=== What to do ===
a. In the passage on Britishness, what did the writer have in the café at the top of Snaefell?
b. Reproduce word for word everything in the rows from the start of the rows down to the line containing "[77,287,114,319]", with both ends included.

=== Extract to read ===
In the electric summer of 2014, I took a clifftop heritage railway from Douglas to the top of Snaefell. In the café there, I had cream tea and Irn-Bru. On a clear day, which of course it wasn’t, I’d also have had vistas over Scotland, England, Wales and Northern Ireland. It was the most British thing I’ve ever done. But I wasn’t in the UK. I was on the Isle of Man.
A week later I stood under a sign on the Shankill Road in West Belfast, which said I was at the heart of the British empire. Yet a few hundred metres away, I definitely wasn’t in Britain at all.
The next day I got a boat home to the Scotland of those fizzing months, when we gathered in town halls and classrooms and Facebook groups and discussed who we were and who we could be, when we forced David Cameron, Nick Clegg and Ed Miliband to rush north and kneel in front of millions of ordinary people, and beg us to give Britishness one last chance.
Regrettably, most did.
There is a slipperiness to Britishness, isn’t there? The left increasingly has an understanding that the British state is a thing, with cephalopodan triplet hearts in the Houses of Parliament, Whitehall, and the City of London.

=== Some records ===
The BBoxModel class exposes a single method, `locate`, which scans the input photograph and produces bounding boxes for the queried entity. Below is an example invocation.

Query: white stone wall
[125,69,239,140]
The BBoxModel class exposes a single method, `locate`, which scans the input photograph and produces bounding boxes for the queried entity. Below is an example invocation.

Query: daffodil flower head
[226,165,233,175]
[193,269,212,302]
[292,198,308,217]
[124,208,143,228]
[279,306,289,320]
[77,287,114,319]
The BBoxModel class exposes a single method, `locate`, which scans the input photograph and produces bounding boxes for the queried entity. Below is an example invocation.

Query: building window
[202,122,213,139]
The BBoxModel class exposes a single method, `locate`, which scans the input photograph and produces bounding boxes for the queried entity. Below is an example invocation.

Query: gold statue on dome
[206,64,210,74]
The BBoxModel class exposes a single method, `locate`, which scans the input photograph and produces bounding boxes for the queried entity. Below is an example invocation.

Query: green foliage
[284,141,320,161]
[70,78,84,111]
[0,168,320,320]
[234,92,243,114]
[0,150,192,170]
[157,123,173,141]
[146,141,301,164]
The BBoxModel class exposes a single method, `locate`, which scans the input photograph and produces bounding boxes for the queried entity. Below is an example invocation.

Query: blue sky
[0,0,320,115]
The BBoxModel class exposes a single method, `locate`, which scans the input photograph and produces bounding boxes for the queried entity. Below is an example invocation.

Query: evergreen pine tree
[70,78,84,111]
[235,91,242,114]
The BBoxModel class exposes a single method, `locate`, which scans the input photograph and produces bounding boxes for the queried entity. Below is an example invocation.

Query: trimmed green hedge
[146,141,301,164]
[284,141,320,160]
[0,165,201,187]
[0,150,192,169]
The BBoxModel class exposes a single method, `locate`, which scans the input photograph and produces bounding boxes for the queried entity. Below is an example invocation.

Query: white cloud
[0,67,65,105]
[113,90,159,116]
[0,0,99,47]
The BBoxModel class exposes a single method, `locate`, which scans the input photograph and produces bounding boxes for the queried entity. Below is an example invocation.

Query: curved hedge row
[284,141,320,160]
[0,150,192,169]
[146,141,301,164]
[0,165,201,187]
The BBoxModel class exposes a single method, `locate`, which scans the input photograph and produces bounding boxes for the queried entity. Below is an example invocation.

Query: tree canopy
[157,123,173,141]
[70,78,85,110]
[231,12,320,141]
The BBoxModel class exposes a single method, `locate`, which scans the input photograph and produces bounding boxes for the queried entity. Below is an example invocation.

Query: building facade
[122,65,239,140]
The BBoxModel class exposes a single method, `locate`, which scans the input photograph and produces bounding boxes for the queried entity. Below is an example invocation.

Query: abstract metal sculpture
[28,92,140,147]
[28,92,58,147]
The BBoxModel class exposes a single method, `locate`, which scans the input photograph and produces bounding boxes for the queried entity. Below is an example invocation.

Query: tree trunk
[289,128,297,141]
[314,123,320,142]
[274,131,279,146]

=== The answers ===
a. Cream tea and Irn-Bru.

b.
The BBoxModel class exposes a single method, `locate`, which scans the input photograph and produces bounding boxes for the queried entity. Below is an example invocation.

Query: white stone wall
[125,69,239,140]
The BBoxModel class exposes a single method, `locate`, which scans the input photograph and produces bounding boxes for the queried entity. Below is an example invocation.

Query: daffodil flower head
[226,165,233,175]
[193,269,212,302]
[292,198,308,217]
[124,208,143,228]
[279,306,289,320]
[77,287,114,319]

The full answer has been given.